Exercise passage:

◆ ◆ ◆ ◆ ◆

Assignment #1 (demo). Exploratory data analysis with Pandas. Solution#
Author: Yury Kashnitsky. Translated and edited by Sergey Isaev, Artem Trunov, Anastasia Manokhina, and Yuanyuan Pao. All content is distributed under the Creative Commons CC BY-NC-SA 4.0 license.
Same assignment as a Kaggle Kernel + solution.
In this task you should use Pandas to answer a few questions about the Adult dataset. (You don’t have to download the data – it’s already in the repository). Choose the answers in the web-form.
Unique values of features (for more information please see the link above):
age: continuous;workclass:Private,Self-emp-not-inc,Self-emp-inc,Federal-gov,Local-gov,State-gov,Without-pay,Never-worked;fnlwgt: continuous;education:Bachelors,Some-college,11th,HS-grad,Prof-school,Assoc-acdm,Assoc-voc,9th,7th-8th,12th,Masters,1st-4th,10th,Doctorate,5th-6th,Preschool;education-num: continuous;marital-status:Married-civ-spouse,Divorced,Never-married,Separated,Widowed,Married-spouse-absent,Married-AF-spouse,occupation:Tech-support,Craft-repair,Other-service,Sales,Exec-managerial,Prof-specialty,Handlers-cleaners,Machine-op-inspct,Adm-clerical,Farming-fishing,Transport-moving,Priv-house-serv,Protective-serv,Armed-Forces;relationship:Wife,Own-child,Husband,Not-in-family,Other-relative,Unmarried;race:White,Asian-Pac-Islander,Amer-Indian-Eskimo,Other,Black;sex:Female,Male;capital-gain: continuous.capital-loss: continuous.hours-per-week: continuous.native-country:United-States,Cambodia,England,Puerto-Rico,Canada,Germany,Outlying-US(Guam-USVI-etc),India,Japan,Greece,South,China,Cuba,Iran,Honduras,Philippines,Italy,Poland,Jamaica,Vietnam,Mexico,Portugal,Ireland,France,Dominican-Republic,Laos,Ecuador,Taiwan,Haiti,Columbia,Hungary,Guatemala,Nicaragua,Scotland,Thailand,Yugoslavia,El-Salvador,Trinadad&Tobago,Peru,Hong,Holand-Netherlands;salary:>50K,<=50K.

◆ ◆ ◆ ◆ ◆

Given material:
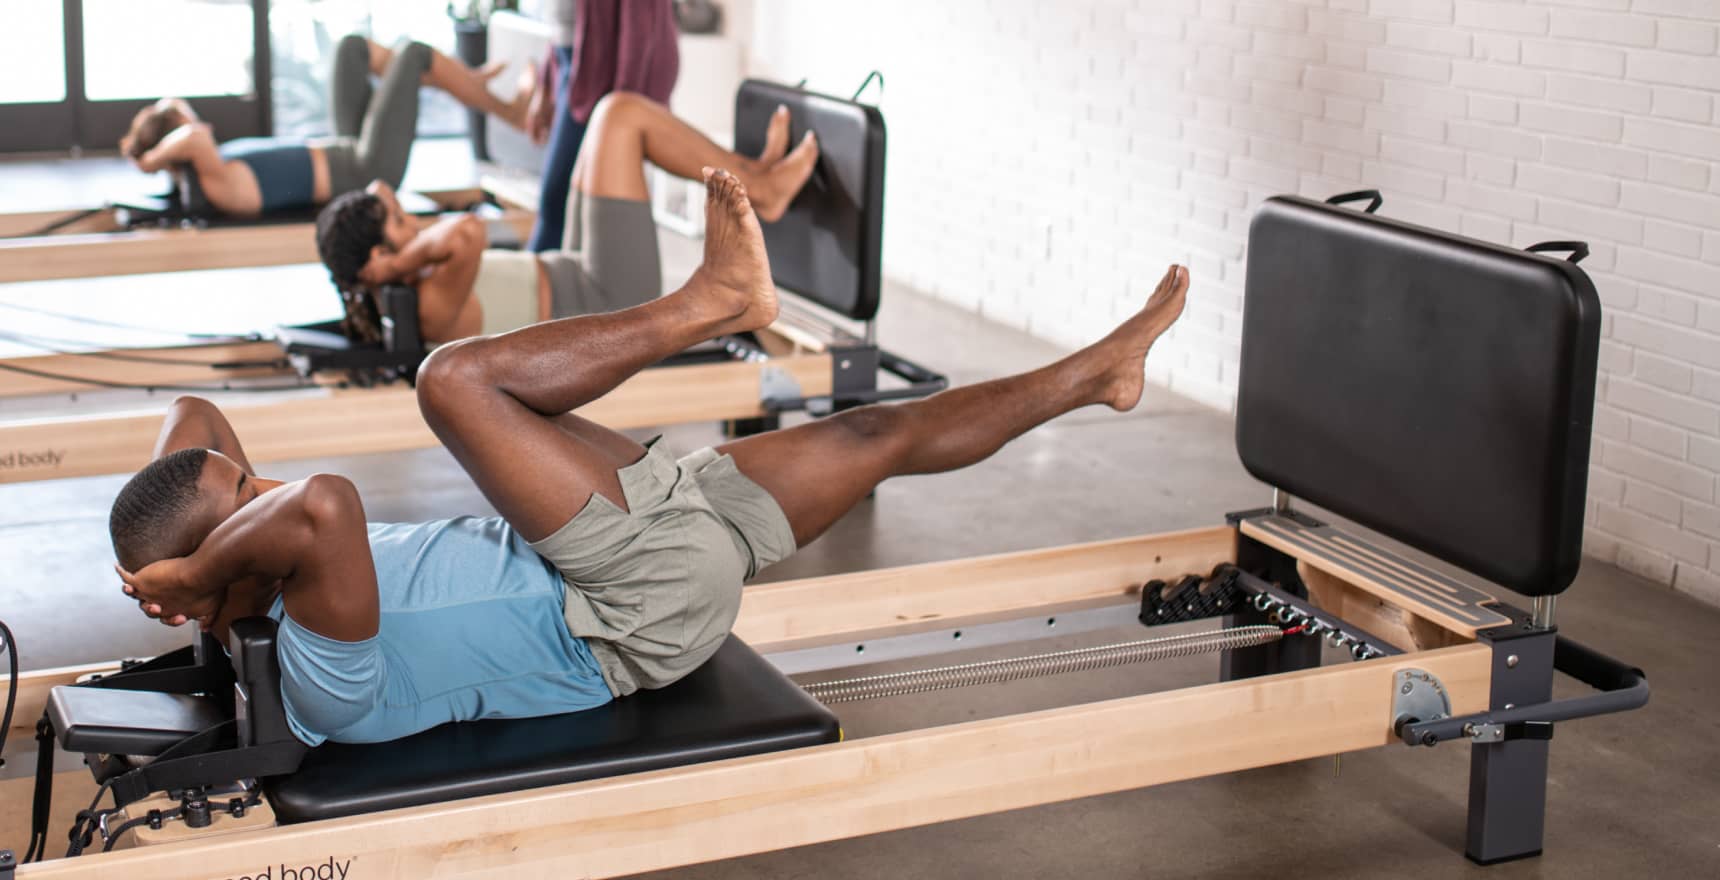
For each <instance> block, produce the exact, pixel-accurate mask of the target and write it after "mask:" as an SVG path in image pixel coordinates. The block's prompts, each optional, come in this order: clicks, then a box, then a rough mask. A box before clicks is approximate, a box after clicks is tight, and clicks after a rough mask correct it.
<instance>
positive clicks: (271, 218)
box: [0, 172, 535, 284]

◆ ◆ ◆ ◆ ◆

Problems to work on:
• 1. Quote the Pandas assignment starting with "Same assignment as" and going on through "in the web-form.".
• 2. Under what license is the content of the Pandas assignment distributed?

Solved problems:
• 1.
Same assignment as a Kaggle Kernel + solution.
In this task you should use Pandas to answer a few questions about the Adult dataset. (You don’t have to download the data – it’s already in the repository). Choose the answers in the web-form.

• 2. The Creative Commons CC BY-NC-SA 4.0 license.